Exercise data -
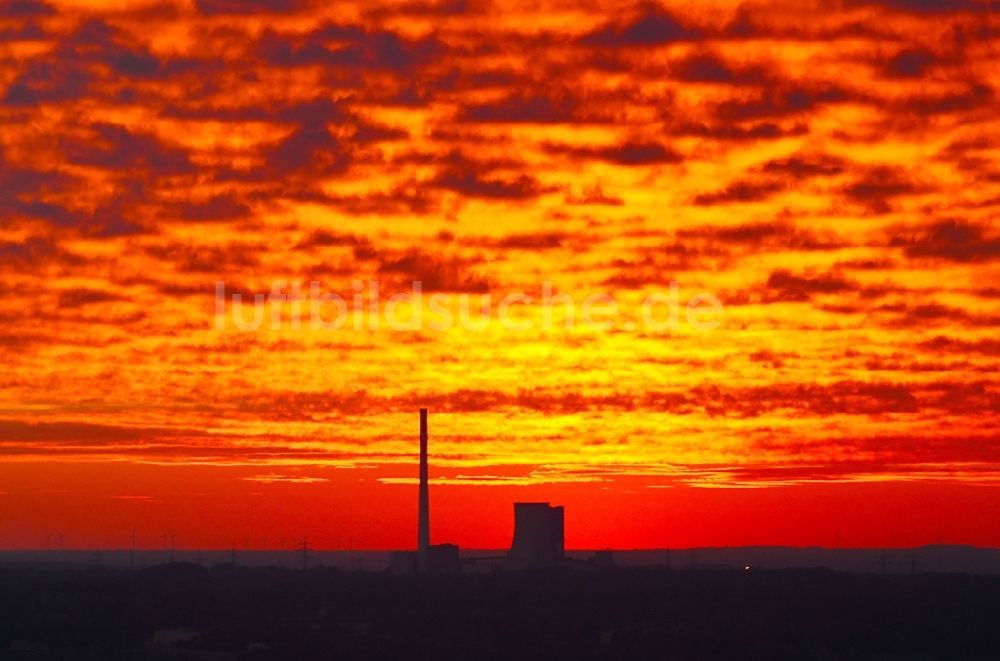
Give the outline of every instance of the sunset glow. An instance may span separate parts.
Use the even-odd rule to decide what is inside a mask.
[[[1000,545],[988,3],[523,4],[0,3],[0,547]]]

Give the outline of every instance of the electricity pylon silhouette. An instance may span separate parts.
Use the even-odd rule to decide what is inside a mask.
[[[296,548],[302,553],[302,569],[309,568],[309,540],[302,538],[301,542],[296,542]]]
[[[171,563],[174,561],[174,551],[177,550],[177,535],[172,532],[165,532],[160,537],[163,539],[163,550],[168,552],[168,558]],[[167,545],[167,540],[170,540],[170,544]]]

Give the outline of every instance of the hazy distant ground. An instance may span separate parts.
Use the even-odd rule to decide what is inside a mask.
[[[464,558],[481,558],[468,564],[468,571],[490,570],[506,550],[463,549]],[[580,561],[593,558],[594,551],[569,551],[567,556]],[[725,569],[749,566],[751,569],[791,569],[823,567],[838,571],[911,574],[949,572],[1000,575],[1000,549],[972,546],[933,545],[913,549],[825,549],[783,546],[747,546],[733,548],[660,549],[614,551],[614,563],[624,567],[662,566],[672,569]],[[307,566],[338,567],[357,571],[383,571],[389,566],[389,551],[324,551],[310,550],[303,558],[301,551],[246,550],[198,551],[191,549],[137,550],[20,550],[0,551],[0,564],[56,563],[72,565],[106,565],[146,567],[176,562],[192,562],[205,566],[235,562],[247,567],[301,568]]]

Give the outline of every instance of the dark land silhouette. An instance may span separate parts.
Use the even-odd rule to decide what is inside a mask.
[[[997,622],[964,574],[0,569],[7,659],[995,659]]]

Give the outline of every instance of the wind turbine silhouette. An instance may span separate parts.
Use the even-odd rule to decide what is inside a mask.
[[[132,546],[128,551],[128,568],[132,569],[135,567],[135,526],[132,526],[132,534],[128,538],[132,541]]]
[[[358,571],[359,569],[361,569],[361,558],[358,557],[358,554],[354,552],[354,538],[353,537],[349,538],[349,540],[347,542],[347,545],[351,549],[351,567],[354,569],[354,571]]]

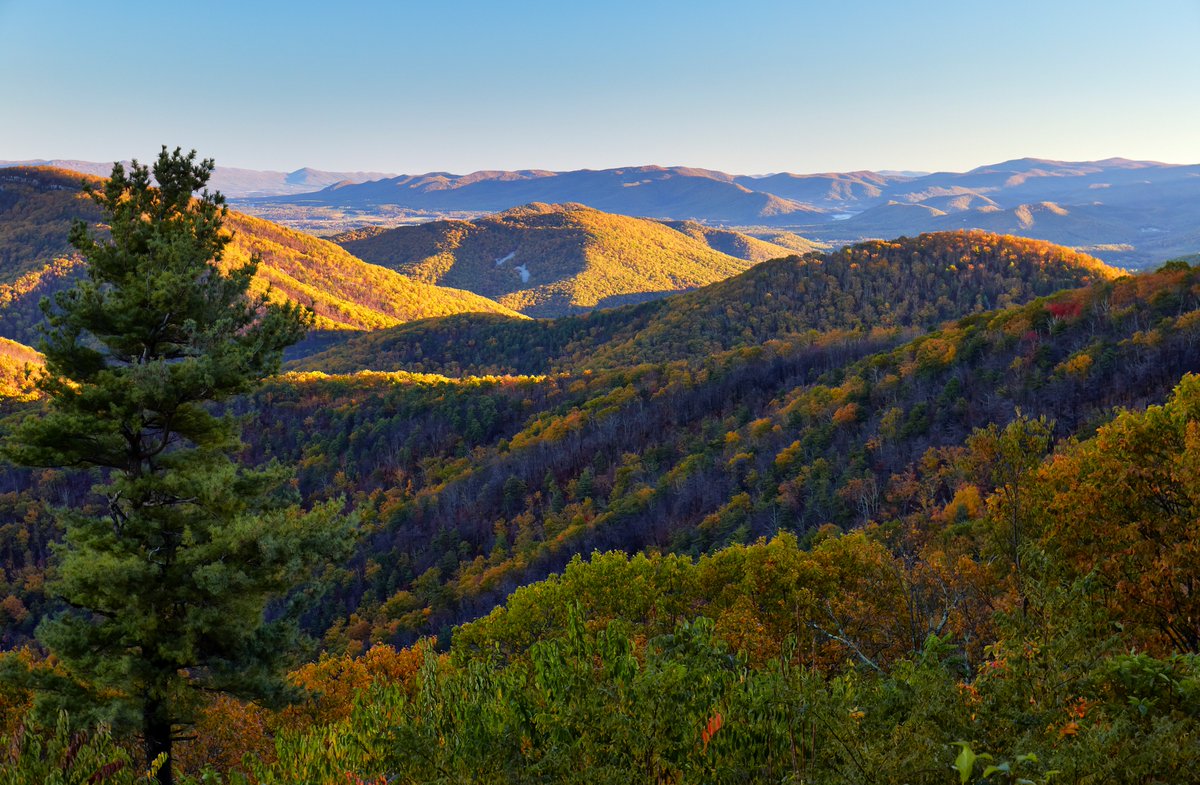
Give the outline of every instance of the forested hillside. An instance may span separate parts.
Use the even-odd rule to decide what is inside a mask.
[[[613,368],[827,330],[927,329],[1116,275],[1048,243],[947,232],[764,262],[695,292],[580,317],[414,323],[356,337],[297,367],[450,375]]]
[[[67,243],[71,223],[96,213],[74,172],[43,167],[0,169],[0,336],[37,340],[38,302],[82,274]],[[470,292],[431,286],[368,264],[337,245],[239,213],[227,265],[262,257],[255,288],[312,307],[322,330],[392,327],[413,319],[477,311],[513,311]]]
[[[466,289],[540,317],[662,297],[790,253],[734,232],[698,234],[579,204],[535,203],[470,222],[332,239],[416,280]]]
[[[1198,305],[1200,273],[1177,264],[883,351],[830,338],[575,379],[281,378],[241,409],[258,418],[248,456],[298,461],[302,494],[362,514],[360,555],[307,617],[346,654],[295,671],[317,690],[299,709],[213,703],[188,765],[257,753],[268,782],[439,765],[512,782],[979,777],[962,742],[1031,776],[1175,781],[1200,711],[1194,657],[1173,654],[1200,634],[1196,382],[1104,423],[1200,362]],[[21,481],[35,490],[6,501],[27,521],[7,541],[41,557],[7,554],[17,632],[45,607],[35,500],[85,490]],[[594,549],[621,553],[571,561]],[[379,645],[423,631],[449,656]],[[1131,737],[1138,752],[1114,755]],[[653,762],[587,762],[621,744]]]
[[[931,503],[923,495],[953,489],[907,483],[910,467],[972,428],[1008,422],[1016,408],[1054,418],[1064,436],[1114,406],[1161,400],[1200,362],[1196,276],[1171,269],[1104,281],[895,348],[888,334],[829,333],[545,380],[376,382],[368,391],[354,377],[308,378],[311,392],[279,398],[288,388],[276,386],[270,400],[297,407],[290,417],[309,430],[338,435],[314,449],[280,424],[288,444],[272,438],[270,449],[302,461],[306,492],[336,475],[344,485],[335,488],[373,499],[382,529],[362,567],[373,583],[351,591],[380,605],[359,605],[356,618],[371,618],[376,634],[414,623],[436,630],[573,553],[700,553]],[[328,405],[337,390],[346,397]],[[413,419],[426,408],[409,396],[441,408]],[[368,414],[375,407],[386,420]]]
[[[752,262],[765,262],[767,259],[778,259],[794,253],[820,251],[828,247],[823,243],[807,240],[792,232],[770,230],[740,232],[709,226],[697,221],[663,221],[662,223],[677,232],[699,240],[714,251],[736,256],[739,259],[749,259]]]
[[[12,286],[64,256],[71,224],[99,218],[80,193],[82,179],[51,167],[0,169],[0,285]]]

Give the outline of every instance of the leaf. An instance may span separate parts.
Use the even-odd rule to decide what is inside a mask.
[[[967,780],[971,779],[971,772],[975,769],[975,760],[979,756],[971,749],[971,745],[965,741],[956,741],[954,744],[960,749],[958,757],[954,759],[954,765],[950,768],[957,769],[958,781],[962,785],[967,785]]]

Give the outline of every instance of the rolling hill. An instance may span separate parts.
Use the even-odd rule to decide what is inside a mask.
[[[1023,158],[967,172],[731,175],[685,167],[599,172],[432,173],[331,186],[245,209],[284,222],[337,225],[473,218],[528,202],[578,202],[608,212],[709,226],[775,227],[838,246],[921,232],[981,229],[1094,249],[1145,267],[1194,252],[1200,165],[1111,158]],[[1053,203],[1053,220],[1024,214]],[[306,224],[307,225],[307,224]],[[755,234],[759,234],[755,232]]]
[[[1200,166],[1022,158],[892,181],[853,212],[804,234],[837,243],[981,229],[1079,247],[1140,268],[1200,244]]]
[[[578,204],[534,203],[475,221],[368,229],[331,239],[415,280],[466,289],[539,317],[693,289],[791,253],[736,232]]]
[[[80,192],[81,175],[53,168],[0,169],[0,335],[36,340],[38,301],[67,286],[83,268],[67,231],[96,213]],[[255,287],[313,308],[320,330],[391,327],[414,319],[478,311],[519,317],[479,295],[411,280],[369,264],[326,240],[231,212],[234,235],[225,262],[262,258]]]
[[[953,448],[1015,407],[1065,436],[1164,399],[1200,362],[1200,272],[1092,280],[910,340],[779,335],[550,376],[294,374],[260,396],[272,424],[258,449],[304,456],[305,493],[334,493],[324,478],[340,471],[379,499],[371,577],[345,588],[374,600],[355,621],[377,635],[436,631],[573,554],[696,555],[889,520],[922,503],[914,494],[949,504],[953,483],[913,485],[911,473],[938,469],[918,462],[954,471]]]
[[[699,240],[714,251],[751,262],[765,262],[768,259],[779,259],[795,253],[809,253],[827,248],[823,243],[813,242],[791,232],[739,232],[708,226],[697,221],[662,221],[662,223],[694,240]]]
[[[883,195],[891,184],[905,178],[879,172],[833,172],[826,174],[778,174],[762,177],[739,176],[738,185],[752,191],[765,191],[785,199],[825,210],[842,212]]]
[[[95,173],[109,168],[51,163]],[[219,167],[214,184],[243,212],[324,234],[364,225],[473,220],[531,202],[576,202],[710,227],[756,227],[752,233],[769,241],[764,231],[790,230],[833,246],[954,229],[1015,233],[1088,250],[1127,268],[1152,266],[1200,247],[1195,228],[1200,165],[1123,158],[1021,158],[966,172],[761,176],[657,166],[403,176]],[[1038,220],[1045,203],[1064,213]],[[1033,221],[1025,215],[1030,212]]]
[[[414,322],[354,337],[296,367],[540,374],[669,362],[830,330],[929,329],[1118,275],[1034,240],[929,234],[763,262],[693,292],[583,316]]]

Work to complete -
Without including any picture, copy the listing above exactly and in full.

Task response -
Give the outline of every instance of the sunset glow. An instance may span separate parts.
Use the even-odd rule to decide what is inside a mask.
[[[1000,545],[988,3],[523,4],[0,3],[0,547]]]

Give the outline of every instance of the electricity pylon silhouette. An instance may span separate parts.
Use the even-odd rule to decide what is inside a mask.
[[[296,548],[302,553],[302,569],[309,568],[309,540],[302,538],[301,542],[296,542]]]
[[[171,563],[174,561],[174,551],[177,550],[177,535],[172,532],[165,532],[160,537],[163,539],[163,550],[168,552],[168,558]],[[167,545],[167,540],[170,540],[170,544]]]

Give the outline of every instance of the hazy distant ground. An instance may span separate parts.
Use the even-odd rule to decide what is inside a mask.
[[[464,558],[481,558],[468,564],[468,571],[490,570],[506,550],[463,549]],[[580,561],[593,558],[594,551],[569,551],[567,556]],[[725,569],[749,566],[751,569],[791,569],[823,567],[838,571],[911,574],[949,572],[1000,575],[1000,549],[972,546],[933,545],[913,549],[825,549],[783,546],[747,546],[733,548],[660,549],[614,551],[614,563],[624,567],[662,566],[672,569]],[[307,566],[338,567],[357,571],[383,571],[389,566],[389,551],[324,551],[310,550],[303,558],[301,551],[246,550],[198,551],[191,549],[137,550],[20,550],[0,551],[0,564],[56,563],[72,565],[106,565],[146,567],[176,562],[192,562],[205,566],[235,562],[247,567],[301,568]]]

Give the outline of every instance of the dark land silhouette. An instance may span separate parts.
Use the even-odd rule to decide what is inside a mask.
[[[997,622],[964,574],[0,569],[7,659],[995,659]]]

Give the outline of every instance of the wind turbine silhouette. An instance may span separate parts.
Use the even-odd rule to decide what is inside a mask.
[[[132,546],[128,551],[128,568],[132,569],[135,567],[135,526],[132,526],[132,534],[128,538],[132,541]]]
[[[358,571],[359,569],[361,569],[361,558],[358,557],[358,554],[354,552],[354,538],[353,537],[349,538],[349,540],[347,542],[347,545],[351,549],[351,567],[354,569],[354,571]]]

Give the outline of every instance of the forested hillside. An instance may span separate parts.
Use the even-odd rule to decide what is inside a mask.
[[[613,368],[827,330],[927,329],[1116,275],[1048,243],[947,232],[764,262],[695,292],[580,317],[414,323],[356,337],[297,367],[450,375]]]
[[[67,243],[71,223],[96,213],[74,172],[43,167],[0,169],[0,336],[37,340],[38,302],[82,274]],[[470,292],[431,286],[368,264],[337,245],[239,213],[227,265],[262,257],[255,288],[312,307],[322,330],[392,327],[413,319],[477,311],[513,311]]]
[[[466,289],[540,317],[662,297],[790,253],[734,232],[698,234],[579,204],[535,203],[470,222],[332,239],[416,280]]]
[[[1198,305],[1200,273],[1177,264],[883,351],[830,338],[575,379],[281,378],[241,409],[258,418],[248,456],[298,461],[302,494],[362,514],[360,555],[307,617],[346,654],[295,671],[317,690],[299,709],[213,703],[188,765],[257,753],[268,782],[439,765],[512,782],[979,777],[962,742],[1031,776],[1175,781],[1200,711],[1194,657],[1173,654],[1200,634],[1196,382],[1104,423],[1200,362]],[[21,481],[35,490],[6,501],[27,521],[7,541],[41,557],[7,554],[17,632],[45,607],[35,500],[85,490]],[[594,549],[621,553],[571,561]],[[379,645],[423,631],[449,656]],[[1131,737],[1138,752],[1114,755]],[[653,762],[587,762],[621,744]]]
[[[931,503],[923,495],[953,489],[907,483],[910,467],[972,428],[1008,422],[1016,408],[1054,418],[1064,436],[1114,406],[1161,400],[1200,362],[1196,276],[1171,269],[1104,281],[895,348],[888,334],[829,333],[545,380],[376,382],[368,391],[354,377],[308,378],[311,392],[279,398],[288,388],[276,386],[270,400],[297,407],[290,417],[309,430],[338,435],[314,449],[280,424],[288,444],[272,438],[270,449],[302,461],[306,492],[336,475],[344,485],[335,488],[373,499],[382,529],[362,567],[373,583],[351,591],[380,605],[359,605],[356,618],[371,618],[376,634],[414,623],[436,630],[573,553],[700,553]],[[328,405],[337,390],[346,397]],[[413,419],[426,408],[409,396],[441,408]],[[368,414],[375,407],[386,420]]]
[[[752,262],[765,262],[767,259],[778,259],[794,253],[820,251],[828,247],[823,243],[807,240],[792,232],[770,230],[740,232],[709,226],[697,221],[663,221],[662,223],[677,232],[699,240],[714,251],[736,256],[739,259],[749,259]]]
[[[12,286],[64,256],[71,224],[99,218],[80,193],[82,179],[51,167],[0,169],[0,285]]]

Give the outline of every instance of the leaf. An instance may span separate parts.
Use the even-odd rule to decide what is inside a mask.
[[[967,780],[971,779],[971,772],[975,769],[975,760],[979,756],[971,749],[971,745],[965,741],[956,741],[954,744],[960,749],[958,757],[954,759],[954,765],[950,768],[957,769],[958,781],[962,785],[967,785]]]

Give the outline of every instance of the rolling hill. An instance may span separate parts.
Use the even-odd rule to decide what is inside a mask.
[[[1023,158],[967,172],[731,175],[685,167],[599,172],[432,173],[331,186],[245,209],[284,222],[337,225],[473,218],[528,202],[578,202],[608,212],[709,226],[775,227],[838,246],[921,232],[981,229],[1094,249],[1145,267],[1194,252],[1200,165],[1111,158]],[[1053,203],[1053,220],[1024,214]],[[306,224],[307,225],[307,224]],[[755,234],[759,234],[755,232]]]
[[[1200,166],[1022,158],[892,181],[853,212],[804,234],[837,243],[981,229],[1079,247],[1140,268],[1200,244]]]
[[[578,204],[534,203],[475,221],[368,229],[331,239],[415,280],[466,289],[539,317],[693,289],[791,253],[736,232]]]
[[[80,192],[81,175],[53,168],[0,169],[0,335],[36,340],[38,301],[67,286],[83,268],[67,231],[96,213]],[[255,287],[313,308],[320,330],[391,327],[414,319],[478,311],[519,317],[479,295],[411,280],[369,264],[326,240],[231,212],[234,235],[225,262],[262,258]]]
[[[953,448],[1015,407],[1065,436],[1164,399],[1200,362],[1200,272],[1092,280],[910,340],[779,335],[550,376],[294,374],[260,396],[272,424],[258,449],[304,456],[305,493],[334,493],[324,478],[340,471],[379,499],[371,577],[345,588],[374,600],[355,621],[377,635],[436,631],[573,554],[696,555],[889,520],[922,503],[914,494],[949,504],[953,483],[913,485],[911,473],[938,469],[918,462],[954,471]]]
[[[699,240],[714,251],[751,262],[765,262],[768,259],[779,259],[795,253],[809,253],[827,248],[823,243],[813,242],[791,232],[739,232],[708,226],[697,221],[662,221],[662,223],[694,240]]]
[[[883,195],[891,184],[905,178],[879,172],[833,172],[826,174],[778,174],[762,177],[739,176],[738,185],[752,191],[765,191],[785,199],[825,210],[842,212]]]
[[[95,173],[109,168],[51,163]],[[219,167],[214,184],[243,212],[324,234],[364,225],[473,220],[531,202],[576,202],[710,227],[756,227],[752,233],[769,241],[764,231],[790,230],[833,246],[954,229],[1015,233],[1088,250],[1127,268],[1152,266],[1200,247],[1195,228],[1200,165],[1123,158],[1021,158],[966,172],[761,176],[657,166],[403,176]],[[1038,220],[1045,203],[1064,213]],[[1033,221],[1025,215],[1030,212]]]
[[[414,322],[354,337],[296,367],[540,374],[669,362],[830,330],[929,329],[1118,275],[1034,240],[929,234],[763,262],[693,292],[583,316]]]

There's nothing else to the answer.